## TEXTE FOURNI
= = = = = = =

Les frères Karamazov



Les frères Karamazov est le dernier roman de Fédor Mikhaïlovitch Dostoïevski. Il a été publié d’avril 1878 à janvier 1880 sous forme de feuilleton dans le magazine le Messager russe. Cette même année 1880, en édition séparée, sort un tirage de 3000 exemplaires dont le succès est immédiat.

Considéré « comme le génial écrivain de la terre russe », Dostoïevski y fait la synthèse des thèmes philosophiques religieux et moraux qui ont hanté son existence. Il aborde la question de l’existence de Dieu, « est-ce Dieu qui a inventé l’homme ou l’homme qui a inventé Dieu ? » D’autres sujets y sont développés comme l’athéisme et les rapports des hommes entre eux.
C’est un drame spirituel, segmenté en parties, livres et chapitres. L’écrivain y dissèque dans ses moindres détails l’histoire d’un parricide en utilisant la trame d’un roman policier. On retrouve ce thème déjà abordé dans Crime et Châtiment et L’idiot. Comme moyen d’introspection, Dostoïevski utilise un narrateur extérieur, véritable ombre active de lui-même. Cette approche contribue à faire un livre, d’une rare clarté, chevillé en quatre parties.

= = = = = = =

## DONNÉES FOURNIES
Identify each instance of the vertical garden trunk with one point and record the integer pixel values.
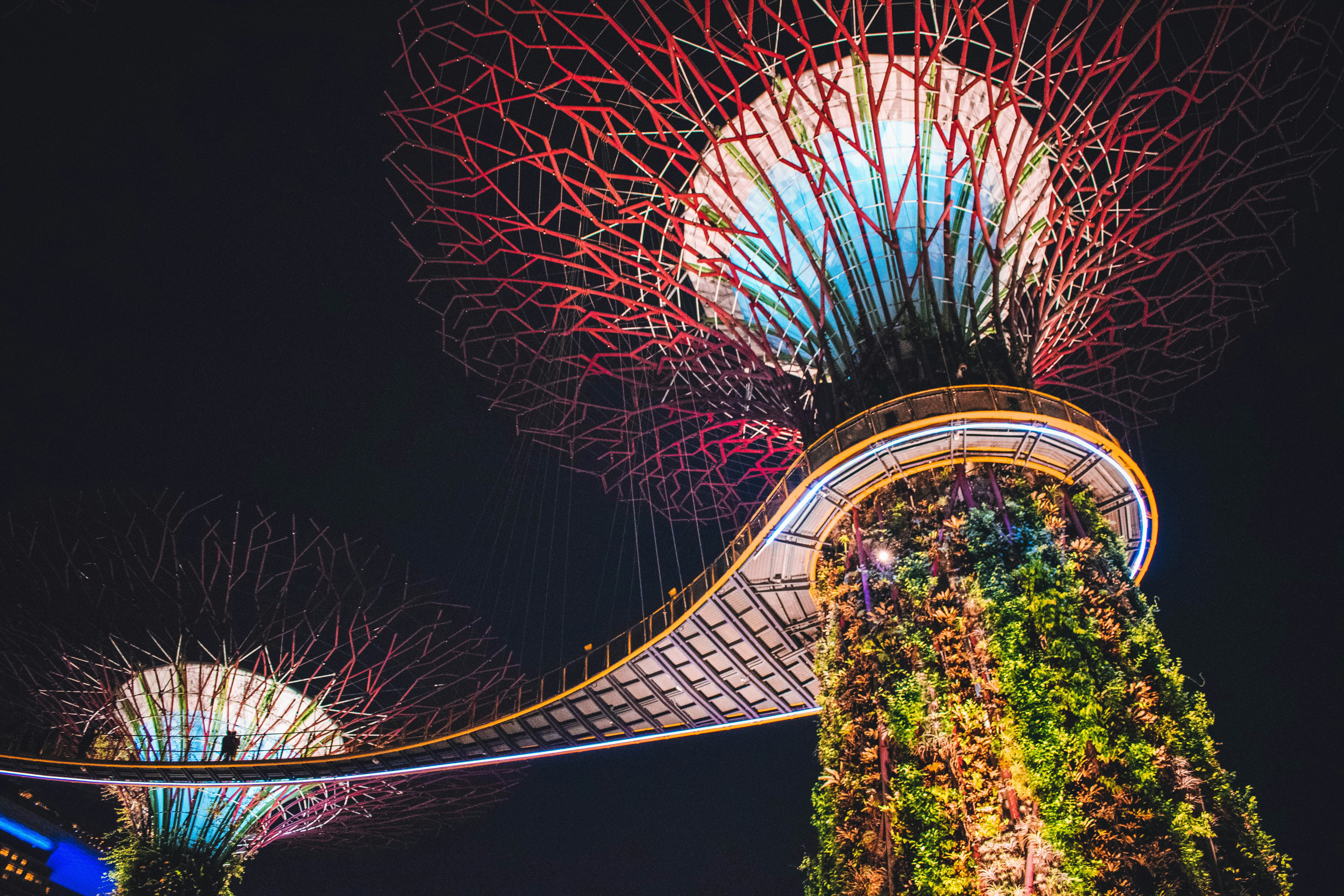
(1007, 719)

= = = = = = =

## OBJECTIF
Recopiez le passage du texte sur Les frères Karamazov, de « Les frères Karamazov est » à « succès est immédiat. », en renommant « feuilleton » en « livraisons ». Les données n'interviennent pas ici.

## RÉPONSE
Les frères Karamazov est le dernier roman de Fédor Mikhaïlovitch Dostoïevski. Il a été publié d’avril 1878 à janvier 1880 sous forme de livraisons dans le magazine le Messager russe. Cette même année 1880, en édition séparée, sort un tirage de 3000 exemplaires dont le succès est immédiat.